◆ TO DO
**a.** From the fuel cell system excerpt, list the parts it says the fan and the compressor each comprise, with their reference numbers.
**b.** Repeat word for word the passage of the fuel cell system excerpt that opens with the words containing "FIG. 2 schematically" and closes with "for example valves.".
** Start DOCUMENT EXCERPT **
Cooling connections 21 of the fuel cell unit 1 are connected to a cooling system to cool the fuel cell unit 1.
FIG. 2 schematically shows an exemplary embodiment of a fuel cell system.
The fuel cell system comprises a fuel cell unit 1 which is coupled on the input side to a hydrogen reservoir 3, from which hydrogen is conducted as fuel into the fuel cell unit 1. The coupling can take place by means of additional components, for example valves.
The fuel cell unit 1 is coupled to a recirculation fan turbocharger assembly 23 which both supplies air to the fuel cell unit 1 and recycles unused hydrogen into the fuel cell unit 1. In the fuel cell unit 1, the reaction of hydrogen and oxygen from the supplied air brings about a conversion of the chemical energy from hydrogen and oxygen into electrical energy, the power output 47 of which is illustrated by an arrow.
The recirculation fan turbocharger assembly 23 comprises a fan 25 which is designed to convey, and in the process compress, a hydrogen containing recycle stream 250, and a compressor 27, which is designed to compress and convey an air stream 270 for the fuel cell unit 1. An electric drive 31 drives the fan 25 and the compressor 27 jointly.
The fan 250 comprises a fan inlet 251, a fan outlet 253 and an impeller 255. The compressor 27 comprises a compressor inlet 271, a compressor outlet 273 and a compressor wheel 275. On the input side, the fuel cell unit 1 is coupled to the compressor outlet 273, via which compressed air is supplied, and the fan outlet 253, via which unused hydrogen is made available again. On the output side, the fuel cell unit 1 is coupled to the fan inlet 251 so that unused hydrogen flows out of the fuel cell unit 1 into the fan 25. Air is guided to the compressor 27 via the compressor inlet 271.
The housing of the recirculation fan turbocharger assembly 23 comprises a fan housing and a compressor housing which are designed in such a way that the hydrogen containing recycle stream 250 and the air stream 270 flow through the housing spatially separately from one another, without mixing.
The electric drive 31 is coupled between the fan 25 and the compressor 27 and comprises an electric motor 33 which drives both the compressor wheel 275 in the compressor 27 and the impeller 255 in the fan 25 so that air is conveyed to the fuel cell unit 1, and hydrogen is conveyed back to the fuel cell unit 1. The electric motor 33 can be in the form of a three phase permanent magnet motor. A control circuit 35 controls the electric motor 33 and is coupled to an electrical supply 49. The power supply of the electric motor 33 also takes place via the control circuit 35.
FIG. 3 schematically shows a rotor from the recirculation fan turbocharger assembly 23 from FIG. 2 . The rotor comprises the rotatable components of the recirculation fan turbocharger assembly 23.
** End DOCUMENT EXCERPT **
** Start DATA LINES **
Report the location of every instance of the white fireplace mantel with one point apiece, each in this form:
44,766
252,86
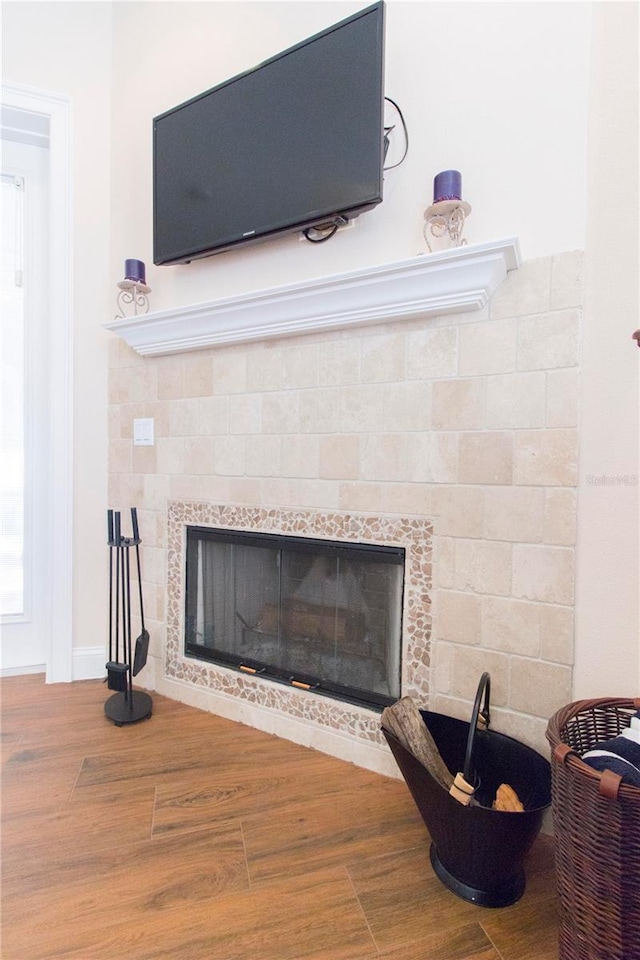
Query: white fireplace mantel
451,281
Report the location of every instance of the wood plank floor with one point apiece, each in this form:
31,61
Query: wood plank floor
186,836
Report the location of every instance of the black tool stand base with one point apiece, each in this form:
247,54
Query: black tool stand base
496,895
128,709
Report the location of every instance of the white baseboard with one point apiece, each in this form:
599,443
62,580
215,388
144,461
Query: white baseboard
89,663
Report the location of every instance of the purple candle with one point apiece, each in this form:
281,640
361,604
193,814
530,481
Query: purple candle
447,186
134,270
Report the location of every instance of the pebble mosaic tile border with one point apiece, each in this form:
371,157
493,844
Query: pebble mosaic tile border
412,533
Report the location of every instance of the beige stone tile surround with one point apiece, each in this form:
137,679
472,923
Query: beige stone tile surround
467,422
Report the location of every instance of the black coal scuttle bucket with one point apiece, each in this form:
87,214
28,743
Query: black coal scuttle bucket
478,852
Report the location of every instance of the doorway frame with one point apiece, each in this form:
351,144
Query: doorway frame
58,109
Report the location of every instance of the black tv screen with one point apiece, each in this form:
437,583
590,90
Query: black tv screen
291,144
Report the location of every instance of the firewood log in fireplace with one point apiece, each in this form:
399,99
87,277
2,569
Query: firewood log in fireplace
303,620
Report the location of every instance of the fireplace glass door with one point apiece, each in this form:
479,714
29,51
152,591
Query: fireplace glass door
317,614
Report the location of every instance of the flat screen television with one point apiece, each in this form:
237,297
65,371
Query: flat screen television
296,142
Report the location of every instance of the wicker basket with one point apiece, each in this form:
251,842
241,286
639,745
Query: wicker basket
596,835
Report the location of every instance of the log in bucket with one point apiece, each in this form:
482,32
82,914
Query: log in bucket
478,852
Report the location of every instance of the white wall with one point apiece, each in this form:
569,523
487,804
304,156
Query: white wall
607,608
496,90
66,48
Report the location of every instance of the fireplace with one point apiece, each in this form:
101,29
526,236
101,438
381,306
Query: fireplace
317,614
330,721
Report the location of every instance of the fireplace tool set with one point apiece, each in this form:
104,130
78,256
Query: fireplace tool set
125,661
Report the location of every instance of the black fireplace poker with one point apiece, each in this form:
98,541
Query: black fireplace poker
126,705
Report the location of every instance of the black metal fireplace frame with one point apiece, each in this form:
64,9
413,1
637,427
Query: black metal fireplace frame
382,553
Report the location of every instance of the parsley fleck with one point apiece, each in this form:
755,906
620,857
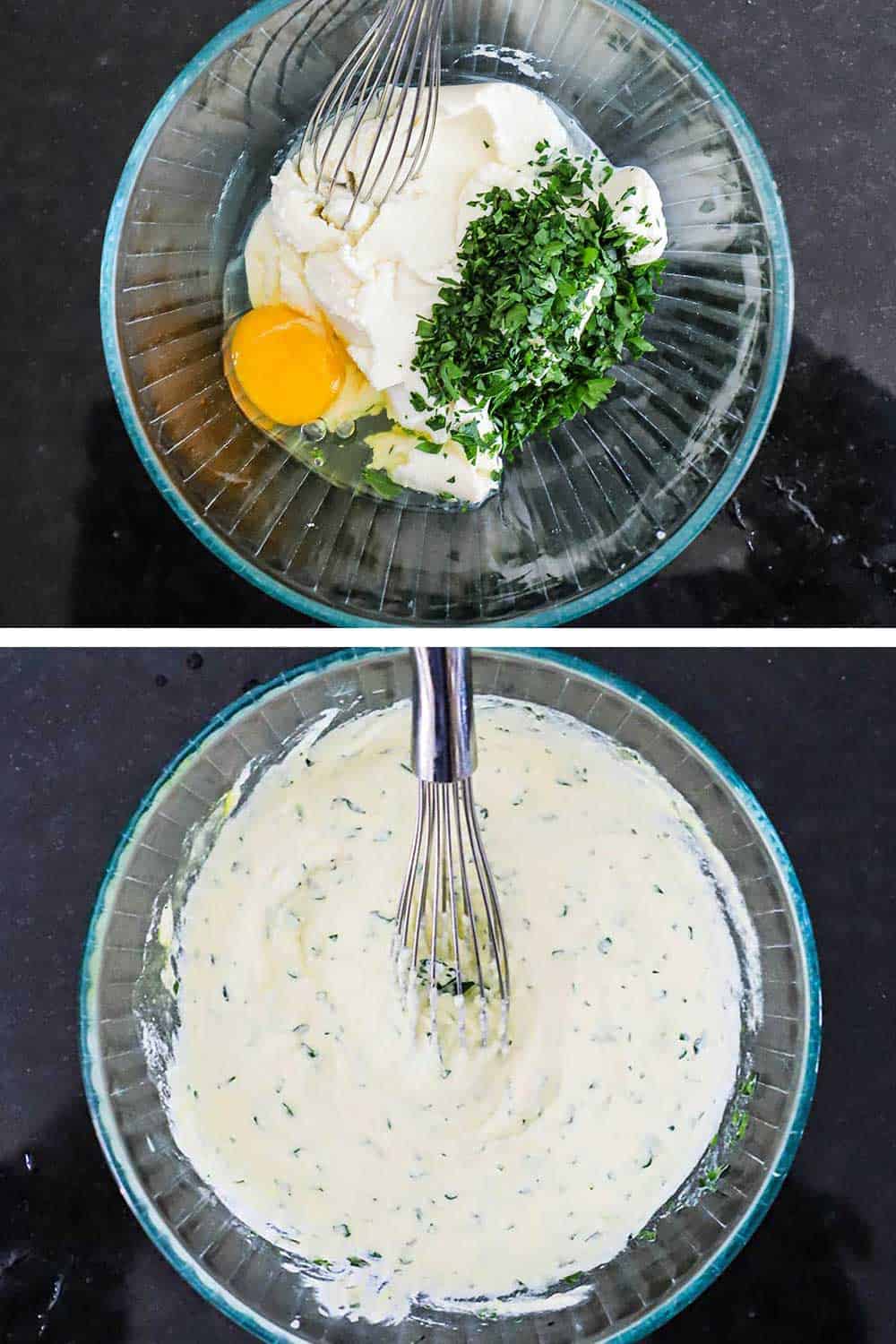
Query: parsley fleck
548,300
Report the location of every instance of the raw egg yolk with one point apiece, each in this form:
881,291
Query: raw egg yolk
288,366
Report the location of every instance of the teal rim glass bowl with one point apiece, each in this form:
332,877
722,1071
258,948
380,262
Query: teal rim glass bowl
584,515
245,1276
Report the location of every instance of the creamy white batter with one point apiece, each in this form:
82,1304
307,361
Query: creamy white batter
298,1093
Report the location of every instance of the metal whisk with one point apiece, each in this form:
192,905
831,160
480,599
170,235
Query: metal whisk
403,43
449,932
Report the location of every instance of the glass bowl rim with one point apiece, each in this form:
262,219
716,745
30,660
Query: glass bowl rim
110,1139
555,613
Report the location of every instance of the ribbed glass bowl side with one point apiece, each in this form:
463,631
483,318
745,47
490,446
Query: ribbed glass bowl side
584,515
245,1276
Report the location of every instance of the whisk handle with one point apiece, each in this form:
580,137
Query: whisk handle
443,744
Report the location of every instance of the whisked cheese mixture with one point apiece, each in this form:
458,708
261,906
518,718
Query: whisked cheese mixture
298,1093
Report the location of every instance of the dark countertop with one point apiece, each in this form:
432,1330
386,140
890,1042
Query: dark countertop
85,736
810,538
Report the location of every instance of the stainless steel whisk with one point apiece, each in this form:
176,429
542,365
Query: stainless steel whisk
403,43
449,935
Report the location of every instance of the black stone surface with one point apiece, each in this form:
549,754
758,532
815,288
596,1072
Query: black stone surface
85,736
810,538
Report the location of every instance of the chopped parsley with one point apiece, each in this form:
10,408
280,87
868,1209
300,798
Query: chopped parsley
548,298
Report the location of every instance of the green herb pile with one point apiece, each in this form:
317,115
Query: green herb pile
508,335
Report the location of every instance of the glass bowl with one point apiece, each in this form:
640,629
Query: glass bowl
583,516
249,1279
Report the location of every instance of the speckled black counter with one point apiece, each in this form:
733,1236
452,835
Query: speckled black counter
83,737
810,537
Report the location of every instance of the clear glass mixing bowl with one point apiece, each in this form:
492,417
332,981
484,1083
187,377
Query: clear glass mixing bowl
586,515
245,1276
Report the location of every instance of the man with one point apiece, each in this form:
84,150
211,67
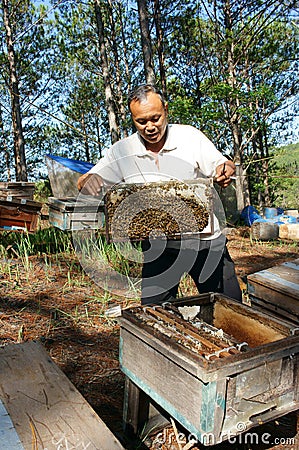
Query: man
159,151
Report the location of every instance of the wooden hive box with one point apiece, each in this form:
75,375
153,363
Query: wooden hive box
210,398
73,213
19,214
44,407
277,289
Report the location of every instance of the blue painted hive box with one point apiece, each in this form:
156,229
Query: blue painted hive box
277,289
214,365
73,214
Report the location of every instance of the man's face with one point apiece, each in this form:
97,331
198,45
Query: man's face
150,119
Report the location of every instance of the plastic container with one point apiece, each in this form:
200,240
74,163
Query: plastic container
264,231
270,213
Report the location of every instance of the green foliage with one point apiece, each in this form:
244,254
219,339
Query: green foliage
285,176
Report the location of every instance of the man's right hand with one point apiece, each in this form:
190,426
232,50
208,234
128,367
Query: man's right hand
90,184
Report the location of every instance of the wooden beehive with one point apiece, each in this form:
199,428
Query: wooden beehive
19,213
277,289
255,378
71,213
170,209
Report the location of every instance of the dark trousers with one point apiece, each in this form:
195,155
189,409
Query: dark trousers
207,262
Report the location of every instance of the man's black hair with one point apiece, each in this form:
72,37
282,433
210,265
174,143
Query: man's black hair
141,92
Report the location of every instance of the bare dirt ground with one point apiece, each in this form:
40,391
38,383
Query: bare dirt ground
53,301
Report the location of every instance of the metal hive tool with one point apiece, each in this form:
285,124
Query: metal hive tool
196,335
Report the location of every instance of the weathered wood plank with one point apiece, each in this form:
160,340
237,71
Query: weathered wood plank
44,406
8,436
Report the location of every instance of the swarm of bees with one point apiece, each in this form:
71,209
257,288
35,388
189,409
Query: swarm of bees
170,209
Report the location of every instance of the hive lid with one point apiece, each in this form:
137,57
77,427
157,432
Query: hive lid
277,289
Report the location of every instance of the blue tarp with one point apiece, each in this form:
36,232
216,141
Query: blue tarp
73,164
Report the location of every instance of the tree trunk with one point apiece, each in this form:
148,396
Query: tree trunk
242,190
146,42
120,102
19,142
4,148
160,47
112,116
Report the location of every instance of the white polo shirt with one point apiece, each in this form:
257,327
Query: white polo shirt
187,154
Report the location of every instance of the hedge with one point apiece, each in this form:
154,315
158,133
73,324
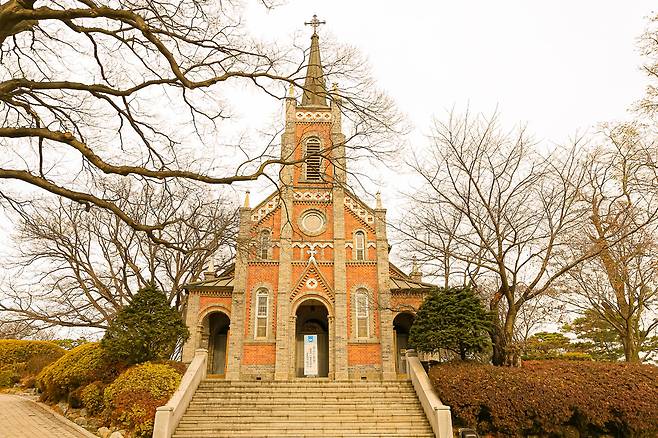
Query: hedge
14,351
22,359
77,368
546,397
135,395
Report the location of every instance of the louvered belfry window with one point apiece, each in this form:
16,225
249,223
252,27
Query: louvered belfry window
360,245
313,162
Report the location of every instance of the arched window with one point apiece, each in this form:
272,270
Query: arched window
360,245
262,312
264,245
361,304
313,163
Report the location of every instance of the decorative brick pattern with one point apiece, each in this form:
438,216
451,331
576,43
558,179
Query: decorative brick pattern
364,354
259,354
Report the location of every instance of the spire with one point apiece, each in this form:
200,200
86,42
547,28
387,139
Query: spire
315,90
246,199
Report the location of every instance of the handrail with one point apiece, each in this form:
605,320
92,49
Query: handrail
168,416
437,413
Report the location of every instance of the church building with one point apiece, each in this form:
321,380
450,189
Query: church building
312,292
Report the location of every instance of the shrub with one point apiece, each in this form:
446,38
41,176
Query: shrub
76,368
543,397
134,396
451,319
14,351
146,329
8,377
91,397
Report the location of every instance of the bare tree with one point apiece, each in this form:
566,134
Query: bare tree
500,212
620,285
649,49
77,268
126,88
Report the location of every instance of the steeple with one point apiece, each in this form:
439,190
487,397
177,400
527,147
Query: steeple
315,90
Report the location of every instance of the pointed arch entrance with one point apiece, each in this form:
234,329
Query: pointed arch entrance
401,326
216,327
312,339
** End DATA LINES **
◆ SOLUTIONS BY TASK
**a.**
Fan: fan inlet 251, fan outlet 253, impeller 255
Compressor: compressor inlet 271, compressor outlet 273, compressor wheel 275

**b.**
FIG. 2 schematically shows an exemplary embodiment of a fuel cell system.
The fuel cell system comprises a fuel cell unit 1 which is coupled on the input side to a hydrogen reservoir 3, from which hydrogen is conducted as fuel into the fuel cell unit 1. The coupling can take place by means of additional components, for example valves.